Work to be completed:
Copy everything in the excerpt from "By Scott Waxman" down to "limited partnership agreement.", and replace "Delaware Chancery Court" with "Delaware Court of Chancery".

Excerpt:

By Scott Waxman and Adrienne Wimberly
In Mesirov v. Enbridge Company, Inc., et al. C.A. No. 11314-VCS (Del. Ch. Aug.29, 2018), the Delaware Chancery Court dismissed five of eight counts alleged with respect to a transaction where Enbridge Energy Company (EEP) repurchased for $1 billion a two-thirds interest in Alberta Clipper Pipelines (AC interest), despite the fact that EEP had sold that same interest years prior for $800 million and the business had steadily declined since such sale. The dismissals were based primarily upon the language and obligations included in EEP’s limited partnership agreement.

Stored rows
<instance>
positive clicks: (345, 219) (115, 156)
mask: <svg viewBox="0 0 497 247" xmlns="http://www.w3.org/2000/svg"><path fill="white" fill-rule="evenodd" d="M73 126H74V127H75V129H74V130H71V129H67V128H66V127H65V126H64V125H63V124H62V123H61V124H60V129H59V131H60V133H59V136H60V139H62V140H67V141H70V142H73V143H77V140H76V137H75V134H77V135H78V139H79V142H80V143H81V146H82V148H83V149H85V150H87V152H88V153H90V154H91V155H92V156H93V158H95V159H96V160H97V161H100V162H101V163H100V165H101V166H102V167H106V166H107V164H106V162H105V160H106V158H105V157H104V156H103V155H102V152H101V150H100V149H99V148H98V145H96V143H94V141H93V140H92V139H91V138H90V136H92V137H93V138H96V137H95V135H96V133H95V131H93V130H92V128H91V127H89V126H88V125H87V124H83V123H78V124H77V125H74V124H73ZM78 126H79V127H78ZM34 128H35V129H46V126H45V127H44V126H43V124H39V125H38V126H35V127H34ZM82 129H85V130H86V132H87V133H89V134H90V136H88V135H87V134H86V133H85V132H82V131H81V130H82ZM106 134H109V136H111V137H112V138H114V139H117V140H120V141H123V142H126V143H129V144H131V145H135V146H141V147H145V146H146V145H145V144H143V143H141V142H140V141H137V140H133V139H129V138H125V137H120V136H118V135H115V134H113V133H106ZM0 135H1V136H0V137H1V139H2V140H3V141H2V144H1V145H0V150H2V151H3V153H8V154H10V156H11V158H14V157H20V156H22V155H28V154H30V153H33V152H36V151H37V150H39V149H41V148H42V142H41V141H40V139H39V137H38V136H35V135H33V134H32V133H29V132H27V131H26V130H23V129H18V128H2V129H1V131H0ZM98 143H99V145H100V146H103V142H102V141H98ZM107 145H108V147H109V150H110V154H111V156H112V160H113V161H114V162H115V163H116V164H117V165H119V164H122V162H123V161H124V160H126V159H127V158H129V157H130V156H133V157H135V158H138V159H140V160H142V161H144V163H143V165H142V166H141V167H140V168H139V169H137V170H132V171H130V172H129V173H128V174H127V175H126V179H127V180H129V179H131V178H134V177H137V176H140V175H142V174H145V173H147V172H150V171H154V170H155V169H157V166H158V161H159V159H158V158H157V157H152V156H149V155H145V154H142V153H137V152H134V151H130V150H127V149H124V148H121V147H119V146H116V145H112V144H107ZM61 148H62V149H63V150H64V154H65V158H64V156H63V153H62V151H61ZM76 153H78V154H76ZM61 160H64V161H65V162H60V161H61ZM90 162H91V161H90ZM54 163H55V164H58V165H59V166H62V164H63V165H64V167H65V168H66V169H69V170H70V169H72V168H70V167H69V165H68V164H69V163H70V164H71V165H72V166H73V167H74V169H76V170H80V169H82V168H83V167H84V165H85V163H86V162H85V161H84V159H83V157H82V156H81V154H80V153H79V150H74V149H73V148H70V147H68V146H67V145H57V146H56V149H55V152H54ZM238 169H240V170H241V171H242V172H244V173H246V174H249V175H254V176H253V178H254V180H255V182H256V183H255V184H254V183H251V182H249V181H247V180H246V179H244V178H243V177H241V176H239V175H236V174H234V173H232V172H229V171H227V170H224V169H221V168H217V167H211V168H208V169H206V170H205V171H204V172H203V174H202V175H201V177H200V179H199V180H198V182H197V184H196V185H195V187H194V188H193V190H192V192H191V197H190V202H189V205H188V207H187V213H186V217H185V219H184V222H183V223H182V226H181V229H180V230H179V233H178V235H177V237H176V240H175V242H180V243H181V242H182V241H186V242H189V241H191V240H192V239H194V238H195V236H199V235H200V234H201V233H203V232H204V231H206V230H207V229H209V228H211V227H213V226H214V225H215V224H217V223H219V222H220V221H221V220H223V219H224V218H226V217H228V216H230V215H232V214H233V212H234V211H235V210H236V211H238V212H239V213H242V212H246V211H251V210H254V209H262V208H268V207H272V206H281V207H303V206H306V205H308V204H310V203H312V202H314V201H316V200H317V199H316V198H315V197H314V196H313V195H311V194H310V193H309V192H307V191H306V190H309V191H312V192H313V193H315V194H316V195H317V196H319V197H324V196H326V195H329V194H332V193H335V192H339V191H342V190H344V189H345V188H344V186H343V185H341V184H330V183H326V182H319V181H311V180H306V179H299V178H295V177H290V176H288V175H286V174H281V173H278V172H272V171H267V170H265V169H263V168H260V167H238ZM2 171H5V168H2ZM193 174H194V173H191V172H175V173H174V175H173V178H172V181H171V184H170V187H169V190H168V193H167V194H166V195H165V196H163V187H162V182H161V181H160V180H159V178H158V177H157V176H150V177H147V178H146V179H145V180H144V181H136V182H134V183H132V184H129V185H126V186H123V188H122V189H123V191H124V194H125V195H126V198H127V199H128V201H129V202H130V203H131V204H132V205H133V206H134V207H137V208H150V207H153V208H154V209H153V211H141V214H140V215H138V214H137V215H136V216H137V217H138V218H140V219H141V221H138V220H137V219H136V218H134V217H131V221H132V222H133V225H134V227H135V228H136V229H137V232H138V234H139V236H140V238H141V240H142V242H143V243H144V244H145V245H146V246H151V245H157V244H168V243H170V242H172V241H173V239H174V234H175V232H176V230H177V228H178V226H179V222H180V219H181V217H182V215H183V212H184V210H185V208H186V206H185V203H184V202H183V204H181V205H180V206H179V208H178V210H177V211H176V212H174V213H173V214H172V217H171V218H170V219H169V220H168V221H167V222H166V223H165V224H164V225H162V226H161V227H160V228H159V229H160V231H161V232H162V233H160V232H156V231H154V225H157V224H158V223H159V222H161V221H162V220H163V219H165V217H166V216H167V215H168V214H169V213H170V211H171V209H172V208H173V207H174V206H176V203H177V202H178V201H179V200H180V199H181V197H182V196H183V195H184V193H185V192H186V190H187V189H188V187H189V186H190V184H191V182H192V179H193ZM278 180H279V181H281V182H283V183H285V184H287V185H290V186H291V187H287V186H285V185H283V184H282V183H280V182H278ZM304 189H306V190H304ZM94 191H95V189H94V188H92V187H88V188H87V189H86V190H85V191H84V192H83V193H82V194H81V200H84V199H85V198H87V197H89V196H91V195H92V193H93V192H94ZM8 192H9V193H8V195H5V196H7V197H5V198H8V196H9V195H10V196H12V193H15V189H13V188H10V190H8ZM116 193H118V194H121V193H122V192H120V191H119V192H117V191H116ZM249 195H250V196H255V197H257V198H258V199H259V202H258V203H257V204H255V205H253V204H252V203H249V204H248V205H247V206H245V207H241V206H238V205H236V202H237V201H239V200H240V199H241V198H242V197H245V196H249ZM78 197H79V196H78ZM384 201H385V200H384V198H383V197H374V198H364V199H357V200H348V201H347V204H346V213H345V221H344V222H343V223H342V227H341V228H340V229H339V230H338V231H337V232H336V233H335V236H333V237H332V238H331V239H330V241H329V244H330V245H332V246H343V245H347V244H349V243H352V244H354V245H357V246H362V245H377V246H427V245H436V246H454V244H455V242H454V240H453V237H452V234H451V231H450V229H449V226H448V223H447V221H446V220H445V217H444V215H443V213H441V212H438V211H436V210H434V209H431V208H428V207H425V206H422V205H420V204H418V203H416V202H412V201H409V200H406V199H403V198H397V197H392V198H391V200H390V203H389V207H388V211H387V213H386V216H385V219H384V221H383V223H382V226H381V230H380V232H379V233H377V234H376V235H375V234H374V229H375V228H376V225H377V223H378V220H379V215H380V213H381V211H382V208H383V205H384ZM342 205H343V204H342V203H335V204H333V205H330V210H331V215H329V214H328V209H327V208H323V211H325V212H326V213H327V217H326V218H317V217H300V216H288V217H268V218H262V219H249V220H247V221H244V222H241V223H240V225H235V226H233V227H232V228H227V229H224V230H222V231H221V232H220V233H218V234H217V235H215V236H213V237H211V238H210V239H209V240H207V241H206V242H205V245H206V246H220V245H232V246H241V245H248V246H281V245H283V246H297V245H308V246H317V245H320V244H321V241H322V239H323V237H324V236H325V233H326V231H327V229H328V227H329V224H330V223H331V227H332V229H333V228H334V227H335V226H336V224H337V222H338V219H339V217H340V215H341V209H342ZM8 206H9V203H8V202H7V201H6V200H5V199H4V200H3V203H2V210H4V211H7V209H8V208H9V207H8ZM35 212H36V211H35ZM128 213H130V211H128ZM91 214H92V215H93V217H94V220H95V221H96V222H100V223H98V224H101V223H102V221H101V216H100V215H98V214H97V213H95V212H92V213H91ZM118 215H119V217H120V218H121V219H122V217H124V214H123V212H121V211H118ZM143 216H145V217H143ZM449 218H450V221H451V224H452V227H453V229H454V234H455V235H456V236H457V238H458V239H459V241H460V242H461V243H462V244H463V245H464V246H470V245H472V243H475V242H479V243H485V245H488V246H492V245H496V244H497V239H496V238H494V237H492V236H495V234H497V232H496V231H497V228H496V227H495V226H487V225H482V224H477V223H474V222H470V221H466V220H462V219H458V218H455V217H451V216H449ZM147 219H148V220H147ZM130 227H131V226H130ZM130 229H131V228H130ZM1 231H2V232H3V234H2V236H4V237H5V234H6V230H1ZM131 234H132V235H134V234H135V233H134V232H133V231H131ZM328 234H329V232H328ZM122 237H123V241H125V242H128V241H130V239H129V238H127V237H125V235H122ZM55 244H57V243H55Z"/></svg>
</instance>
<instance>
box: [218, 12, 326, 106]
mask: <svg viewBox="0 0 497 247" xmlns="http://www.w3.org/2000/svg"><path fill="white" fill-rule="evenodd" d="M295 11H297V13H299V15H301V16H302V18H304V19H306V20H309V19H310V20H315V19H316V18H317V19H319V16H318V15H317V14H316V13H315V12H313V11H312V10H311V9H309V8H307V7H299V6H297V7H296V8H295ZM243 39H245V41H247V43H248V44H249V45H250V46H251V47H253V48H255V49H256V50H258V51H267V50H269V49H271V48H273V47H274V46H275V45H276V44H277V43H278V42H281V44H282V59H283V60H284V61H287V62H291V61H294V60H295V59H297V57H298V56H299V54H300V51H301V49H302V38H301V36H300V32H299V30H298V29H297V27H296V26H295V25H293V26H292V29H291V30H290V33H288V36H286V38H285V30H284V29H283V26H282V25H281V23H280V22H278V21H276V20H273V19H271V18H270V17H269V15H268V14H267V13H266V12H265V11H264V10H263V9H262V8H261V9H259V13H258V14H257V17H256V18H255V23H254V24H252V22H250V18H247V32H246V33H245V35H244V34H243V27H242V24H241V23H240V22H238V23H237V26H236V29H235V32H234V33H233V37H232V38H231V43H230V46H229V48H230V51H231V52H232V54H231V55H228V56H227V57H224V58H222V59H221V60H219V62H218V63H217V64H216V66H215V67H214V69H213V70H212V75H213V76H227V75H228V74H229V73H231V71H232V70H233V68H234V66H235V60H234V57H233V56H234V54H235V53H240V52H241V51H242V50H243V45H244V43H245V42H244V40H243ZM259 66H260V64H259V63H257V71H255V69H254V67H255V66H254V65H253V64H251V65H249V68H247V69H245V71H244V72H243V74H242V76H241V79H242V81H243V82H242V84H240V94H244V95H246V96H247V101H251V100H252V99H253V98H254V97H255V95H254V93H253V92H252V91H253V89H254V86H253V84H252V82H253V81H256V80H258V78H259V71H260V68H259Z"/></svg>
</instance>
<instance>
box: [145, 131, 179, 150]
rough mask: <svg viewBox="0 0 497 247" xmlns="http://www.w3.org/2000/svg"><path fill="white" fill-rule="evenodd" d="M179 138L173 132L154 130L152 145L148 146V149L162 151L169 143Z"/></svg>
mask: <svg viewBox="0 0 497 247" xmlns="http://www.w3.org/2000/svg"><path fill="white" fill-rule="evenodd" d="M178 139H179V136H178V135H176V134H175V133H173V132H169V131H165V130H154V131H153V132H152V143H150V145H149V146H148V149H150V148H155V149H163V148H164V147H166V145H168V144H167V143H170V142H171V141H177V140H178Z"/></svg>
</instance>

Problem solution:
By Scott Waxman and Adrienne Wimberly
In Mesirov v. Enbridge Company, Inc., et al. C.A. No. 11314-VCS (Del. Ch. Aug.29, 2018), the Delaware Court of Chancery dismissed five of eight counts alleged with respect to a transaction where Enbridge Energy Company (EEP) repurchased for $1 billion a two-thirds interest in Alberta Clipper Pipelines (AC interest), despite the fact that EEP had sold that same interest years prior for $800 million and the business had steadily declined since such sale. The dismissals were based primarily upon the language and obligations included in EEP’s limited partnership agreement.